● **Instructions for the task**:
Please write out, exactly as they appear, the line containing "Query: tall grass" and every line after it to the end of the records, and nothing more.

● **Data**:
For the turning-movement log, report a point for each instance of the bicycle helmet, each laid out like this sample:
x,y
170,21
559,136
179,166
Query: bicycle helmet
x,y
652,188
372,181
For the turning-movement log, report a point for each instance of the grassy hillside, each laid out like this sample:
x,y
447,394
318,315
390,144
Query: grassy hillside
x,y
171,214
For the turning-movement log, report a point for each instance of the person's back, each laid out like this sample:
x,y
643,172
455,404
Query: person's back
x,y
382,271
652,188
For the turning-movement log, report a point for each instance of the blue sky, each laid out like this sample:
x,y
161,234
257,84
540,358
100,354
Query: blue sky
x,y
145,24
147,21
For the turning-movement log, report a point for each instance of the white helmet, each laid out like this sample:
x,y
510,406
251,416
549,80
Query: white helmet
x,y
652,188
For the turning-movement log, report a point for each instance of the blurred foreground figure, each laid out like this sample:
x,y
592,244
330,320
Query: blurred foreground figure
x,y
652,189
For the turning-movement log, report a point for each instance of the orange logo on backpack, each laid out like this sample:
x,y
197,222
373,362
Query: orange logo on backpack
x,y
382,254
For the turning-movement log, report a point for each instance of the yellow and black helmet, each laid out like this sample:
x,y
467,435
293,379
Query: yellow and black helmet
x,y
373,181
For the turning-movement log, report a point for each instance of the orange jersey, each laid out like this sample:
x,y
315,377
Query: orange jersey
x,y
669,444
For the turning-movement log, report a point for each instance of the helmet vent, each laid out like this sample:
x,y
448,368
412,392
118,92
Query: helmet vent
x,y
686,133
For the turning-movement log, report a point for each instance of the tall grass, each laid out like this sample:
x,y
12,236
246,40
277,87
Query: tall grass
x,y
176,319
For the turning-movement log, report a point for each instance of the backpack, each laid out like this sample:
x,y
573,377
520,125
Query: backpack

● **Answer area**:
Query: tall grass
x,y
176,319
For the turning-movement log, report a point for each instance of the backpack, each laid out like this sample:
x,y
573,377
520,125
Query: backpack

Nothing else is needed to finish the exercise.